The world’s leading publication for data science, AI, and ML professionals.

All You Need to Know about Writing Effective Comments in Your Code

It's as important as writing the source code

Photo by Thomas Bormans on Unsplash
Photo by Thomas Bormans on Unsplash

Comments are short, programmer-readable explanations or annotations written directly into the source code of a computer program. Although the computer ignores them while executing a program, writing effective comments in your source code may be as important as the actual code itself for the simple fact that software always remains incomplete.

There’s always something that could be done to improve a software product or service, which means a codebase would have to be updated from time to time. It’s near enough impossible to make changes or add new functionality to code that you don’t understand, thus it’s vital that code is always constructed such that it can be read by a human.

"Programs must be written for people to read, and only incidentally for machines to execute."

Comments are employed to notify, warn, and remind others that didn’t write the code [and your future self] of important things that the code is doing. In this article, we are going to be focusing on writing comments in Python.

+===+

Brief 1:
Answer these about the article on code comments:
(a) What does the computer do with comments while it executes a program?
(b) Besides others who didn't write the code, who else do comments remind of important things?
(c) Which programming language does the article focus on?
Brief 2:
Please carry on the article on code comments for one or two paragraphs, starting after its last sentence.
You will not need the records for this work.

+===+

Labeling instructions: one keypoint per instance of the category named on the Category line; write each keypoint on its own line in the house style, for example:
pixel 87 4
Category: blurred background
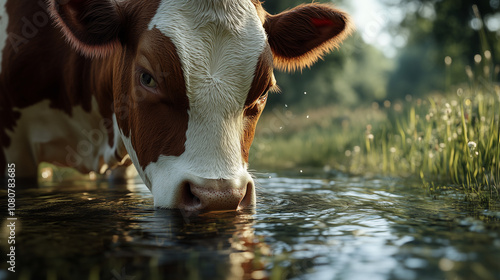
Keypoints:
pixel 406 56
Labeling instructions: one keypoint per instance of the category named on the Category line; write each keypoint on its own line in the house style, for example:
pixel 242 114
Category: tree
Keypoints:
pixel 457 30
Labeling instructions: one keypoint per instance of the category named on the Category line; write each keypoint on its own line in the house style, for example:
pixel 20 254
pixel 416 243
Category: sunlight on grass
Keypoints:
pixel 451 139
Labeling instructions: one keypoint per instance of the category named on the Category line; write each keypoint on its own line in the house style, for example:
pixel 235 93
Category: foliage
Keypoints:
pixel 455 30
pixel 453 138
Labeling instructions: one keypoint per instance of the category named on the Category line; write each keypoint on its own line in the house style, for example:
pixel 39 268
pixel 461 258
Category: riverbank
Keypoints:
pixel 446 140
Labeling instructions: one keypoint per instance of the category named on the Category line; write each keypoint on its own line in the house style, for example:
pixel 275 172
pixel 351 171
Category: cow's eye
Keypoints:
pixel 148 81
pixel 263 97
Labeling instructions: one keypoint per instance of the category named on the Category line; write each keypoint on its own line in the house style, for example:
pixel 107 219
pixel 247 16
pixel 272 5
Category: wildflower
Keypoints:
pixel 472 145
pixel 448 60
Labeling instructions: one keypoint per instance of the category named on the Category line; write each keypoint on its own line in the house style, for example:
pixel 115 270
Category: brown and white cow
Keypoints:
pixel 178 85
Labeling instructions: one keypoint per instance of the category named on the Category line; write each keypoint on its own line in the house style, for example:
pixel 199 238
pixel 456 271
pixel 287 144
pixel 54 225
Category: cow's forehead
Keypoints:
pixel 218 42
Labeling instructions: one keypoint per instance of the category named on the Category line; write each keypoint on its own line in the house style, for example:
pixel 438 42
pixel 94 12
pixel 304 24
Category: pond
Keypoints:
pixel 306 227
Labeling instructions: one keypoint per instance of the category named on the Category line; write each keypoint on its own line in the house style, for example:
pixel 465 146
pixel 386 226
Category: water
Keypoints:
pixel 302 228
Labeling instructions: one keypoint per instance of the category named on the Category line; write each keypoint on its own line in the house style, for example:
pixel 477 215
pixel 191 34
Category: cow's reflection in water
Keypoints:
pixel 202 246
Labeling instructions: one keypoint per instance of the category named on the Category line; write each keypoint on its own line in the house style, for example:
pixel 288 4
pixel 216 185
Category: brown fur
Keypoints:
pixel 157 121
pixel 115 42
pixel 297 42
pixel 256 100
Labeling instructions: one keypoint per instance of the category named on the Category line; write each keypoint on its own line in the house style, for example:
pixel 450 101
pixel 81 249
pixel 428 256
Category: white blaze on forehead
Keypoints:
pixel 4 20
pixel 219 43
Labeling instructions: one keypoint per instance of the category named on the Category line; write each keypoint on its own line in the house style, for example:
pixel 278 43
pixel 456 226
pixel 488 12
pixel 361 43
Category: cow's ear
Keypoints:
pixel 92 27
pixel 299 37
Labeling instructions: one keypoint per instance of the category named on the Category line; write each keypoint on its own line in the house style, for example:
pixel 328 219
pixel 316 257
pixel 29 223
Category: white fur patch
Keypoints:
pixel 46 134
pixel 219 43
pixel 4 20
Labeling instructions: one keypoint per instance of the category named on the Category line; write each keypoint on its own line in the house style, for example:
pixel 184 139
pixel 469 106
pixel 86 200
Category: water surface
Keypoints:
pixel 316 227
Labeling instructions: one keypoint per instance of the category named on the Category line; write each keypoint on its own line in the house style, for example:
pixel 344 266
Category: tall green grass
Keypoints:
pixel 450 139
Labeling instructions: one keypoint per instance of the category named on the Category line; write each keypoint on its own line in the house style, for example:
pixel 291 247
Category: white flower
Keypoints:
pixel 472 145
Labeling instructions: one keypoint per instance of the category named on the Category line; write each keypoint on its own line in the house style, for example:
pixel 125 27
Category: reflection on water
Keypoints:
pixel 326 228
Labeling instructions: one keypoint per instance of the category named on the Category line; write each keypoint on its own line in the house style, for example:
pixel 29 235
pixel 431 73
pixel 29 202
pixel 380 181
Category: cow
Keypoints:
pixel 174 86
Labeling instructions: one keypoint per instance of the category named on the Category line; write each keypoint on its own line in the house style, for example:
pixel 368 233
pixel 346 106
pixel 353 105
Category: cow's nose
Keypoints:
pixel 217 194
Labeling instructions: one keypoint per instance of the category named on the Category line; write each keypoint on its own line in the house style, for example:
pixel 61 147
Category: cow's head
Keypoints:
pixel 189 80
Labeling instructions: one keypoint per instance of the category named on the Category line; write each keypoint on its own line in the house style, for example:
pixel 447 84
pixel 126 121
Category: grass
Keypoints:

+===+

Result 1:
(a) It ignores them.
(b) Your future self.
(c) Python.

Result 2:
Table of Contents 
- 5 Unwritten Rules about comments in Python
    - Rule #1 Comments are complete sentences
    - Rule #2 Comments should obey line limits
    - Rule #3 Comments must be on the same indentation level as the code it comments
    - Rule #4 Put a space after the #
    - Rule #5 Links don't replace explanations
- The different types of comments 
    - Inline comments
    - Explanation comments
    - Summarization comments 
    - Legal comments
    - Code tag comments 

5 Unwritten rules about comments in Python

We can write single-line or multiline comments in Python. A single-line comment is defined using the # symbol and ends at the end of the line. Python doesn’t necessarily have a dedicated syntax for multi-line comments so Pythonistas can decide between using multiple single-line comments, known wholly as block comments, or using triple quotes multi-line strings.

# This is a single line comment. 
# This is an example 
# of multiple single-line
# comments that make up a 
# multi-line comment.
"""This is an example
of triple quotes multi-line
strings that make up a
multi-line comment."""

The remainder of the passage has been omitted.